--- ФРАГМЕНТ ТЕКСТА ---
========================
О, жертвы мысли безрассудной,
Вы уповали, может быть,
Что станет вашей крови скудной,
Чтоб вечный полюс растопить?
Едва дымясь, она сверкнула
На вековой громаде льдов;
Зима железная дохнула, —
И не осталось и следов…
 
   Поэт ошибся: хватило их скудной крови, чтобы растопить вечный полюс… А все-таки — все-таки, если бы они знали, что делают, не ужаснулись ли бы? Не отступили ли бы перед своим подвигом, если бы предвидели, какие венцы сплетутся им «обезьяньими пальцами»?
   Надо сказать твердо, ясно и точно: Октябрем убивается Декабрь — Март; что Март и Декабрь одно, — не посмеют отрицать злейшие враги обоих, ни даже сам Октябрь.
   Надо сказать твердо, ясно и точно: между Декабрем — Мартом и Октябрем — такая же непереступимая черта, как между жизнью и смертью, свободой и рабством, Богом и дьяволом. Если бы все мы — все люди на земле — не сошли с ума, то этого бы и говорить не нужно: так просто, так ясно, что без свободы нет жизни, нет человека, нет Бога.
   О как говорить матери, сошедшей с ума, оттого что сын ее погиб в огне пожара, о пользе огня? Как говорить большей части русских изгнанников о метафизическом существе революции? При одном слове: «огонь», они завопят: «О, будьте вы все прокляты, поджигатели!» И с этим воплем спорить нельзя: в нем своя вечная правда.
   А между тем, двумя годовщинами — столетней, Декабрьской, и восьмилетней, Октябрьской — поднять именно этот вопрос не только об эмпирической природе Огня — Революции, но и об его метафизическом — религиозном — существе. Мы должны твердо, ясно и точно ответить на вопрос: все ли в Революции от дьявола — нет ли чего-нибудь и от Бога?
========================
--- СПИСОК ПУНКТОВ ---
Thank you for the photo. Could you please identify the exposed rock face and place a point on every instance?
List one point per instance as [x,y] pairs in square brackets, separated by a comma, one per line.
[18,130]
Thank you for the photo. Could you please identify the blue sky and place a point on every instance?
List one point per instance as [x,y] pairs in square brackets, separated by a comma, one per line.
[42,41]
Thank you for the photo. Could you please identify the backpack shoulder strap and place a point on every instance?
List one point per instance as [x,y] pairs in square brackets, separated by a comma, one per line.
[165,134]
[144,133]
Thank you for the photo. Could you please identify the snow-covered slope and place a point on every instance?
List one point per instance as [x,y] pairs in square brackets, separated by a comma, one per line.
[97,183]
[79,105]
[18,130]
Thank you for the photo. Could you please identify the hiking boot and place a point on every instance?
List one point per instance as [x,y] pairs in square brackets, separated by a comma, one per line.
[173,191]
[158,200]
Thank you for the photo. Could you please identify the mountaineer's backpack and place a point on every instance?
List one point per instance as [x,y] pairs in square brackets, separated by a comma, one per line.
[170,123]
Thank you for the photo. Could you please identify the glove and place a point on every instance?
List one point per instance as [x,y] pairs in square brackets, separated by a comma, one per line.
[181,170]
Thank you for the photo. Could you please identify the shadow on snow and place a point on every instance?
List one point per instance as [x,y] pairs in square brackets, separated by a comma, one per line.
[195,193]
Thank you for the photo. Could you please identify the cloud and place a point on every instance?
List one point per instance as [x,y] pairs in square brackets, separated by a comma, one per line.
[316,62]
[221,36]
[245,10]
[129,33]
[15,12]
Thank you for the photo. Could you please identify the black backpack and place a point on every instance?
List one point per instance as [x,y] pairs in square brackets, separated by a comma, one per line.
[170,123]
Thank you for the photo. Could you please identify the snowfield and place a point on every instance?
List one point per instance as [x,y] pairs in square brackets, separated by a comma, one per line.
========================
Ответьте на вопросы по фрагменту текста.
1. Что в стихотворной части сказано о зиме?
2. В чем, по словам автора, ошибся поэт?
3. Какие две годовщины названы в последнем абзаце?

--- ПИСЬМЕННЫЙ ОТВЕТ ---
1. Зима железная дохнула, и не осталось и следов.
2. Скудной крови хватило, чтобы растопить вечный полюс.
3. Столетняя Декабрьская и восьмилетняя Октябрьская.